>> Begin Material shown

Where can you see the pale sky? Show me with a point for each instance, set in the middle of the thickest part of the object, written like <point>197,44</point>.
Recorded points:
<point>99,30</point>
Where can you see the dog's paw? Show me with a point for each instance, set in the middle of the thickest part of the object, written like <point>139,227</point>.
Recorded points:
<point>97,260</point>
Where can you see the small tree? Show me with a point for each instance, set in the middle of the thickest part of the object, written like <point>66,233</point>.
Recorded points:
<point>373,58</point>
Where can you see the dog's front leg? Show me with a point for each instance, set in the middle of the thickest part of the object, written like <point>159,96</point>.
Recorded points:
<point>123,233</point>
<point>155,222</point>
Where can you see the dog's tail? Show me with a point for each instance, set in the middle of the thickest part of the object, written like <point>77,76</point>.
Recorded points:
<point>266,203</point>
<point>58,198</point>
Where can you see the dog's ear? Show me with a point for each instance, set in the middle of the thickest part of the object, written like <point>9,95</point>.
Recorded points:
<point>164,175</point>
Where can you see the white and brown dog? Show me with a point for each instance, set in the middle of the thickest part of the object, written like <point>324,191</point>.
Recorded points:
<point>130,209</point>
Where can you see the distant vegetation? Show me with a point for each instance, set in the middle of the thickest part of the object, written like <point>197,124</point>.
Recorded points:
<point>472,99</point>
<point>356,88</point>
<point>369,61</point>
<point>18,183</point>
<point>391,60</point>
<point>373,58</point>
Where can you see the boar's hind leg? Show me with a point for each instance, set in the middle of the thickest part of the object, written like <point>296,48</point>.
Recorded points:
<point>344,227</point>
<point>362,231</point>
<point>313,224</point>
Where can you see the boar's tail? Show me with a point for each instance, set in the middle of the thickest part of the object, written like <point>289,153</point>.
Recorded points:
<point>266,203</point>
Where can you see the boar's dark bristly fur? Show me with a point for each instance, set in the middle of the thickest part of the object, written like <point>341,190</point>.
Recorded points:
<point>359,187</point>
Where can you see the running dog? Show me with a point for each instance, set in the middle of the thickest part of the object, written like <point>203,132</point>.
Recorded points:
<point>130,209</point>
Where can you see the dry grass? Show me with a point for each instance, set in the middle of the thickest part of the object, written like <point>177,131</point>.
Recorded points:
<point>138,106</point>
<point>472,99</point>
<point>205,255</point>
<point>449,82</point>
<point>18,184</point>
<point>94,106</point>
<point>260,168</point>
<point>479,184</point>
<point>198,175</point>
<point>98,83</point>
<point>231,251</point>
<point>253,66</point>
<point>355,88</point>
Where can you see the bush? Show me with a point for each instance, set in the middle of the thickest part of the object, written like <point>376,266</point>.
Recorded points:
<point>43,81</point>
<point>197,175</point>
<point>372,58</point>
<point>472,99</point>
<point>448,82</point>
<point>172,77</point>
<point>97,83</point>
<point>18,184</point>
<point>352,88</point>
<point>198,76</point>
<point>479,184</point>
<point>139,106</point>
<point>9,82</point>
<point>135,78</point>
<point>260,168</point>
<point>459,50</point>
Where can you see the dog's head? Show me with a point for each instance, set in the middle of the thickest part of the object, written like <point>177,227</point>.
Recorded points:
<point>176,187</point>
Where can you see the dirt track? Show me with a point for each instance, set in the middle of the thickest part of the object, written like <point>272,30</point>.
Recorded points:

>> End Material shown

Duplicate the stretch of rows above from the line containing "Where can you see the dry" through the line containing "<point>355,88</point>", keeping every line unchanged.

Where can you see the dry grass? Show me with a point for each instance, set in the middle of the thickest part of the object, written like <point>177,131</point>.
Recorded points:
<point>138,106</point>
<point>472,99</point>
<point>205,255</point>
<point>449,82</point>
<point>18,184</point>
<point>94,106</point>
<point>260,168</point>
<point>479,184</point>
<point>198,175</point>
<point>98,83</point>
<point>231,251</point>
<point>253,66</point>
<point>355,88</point>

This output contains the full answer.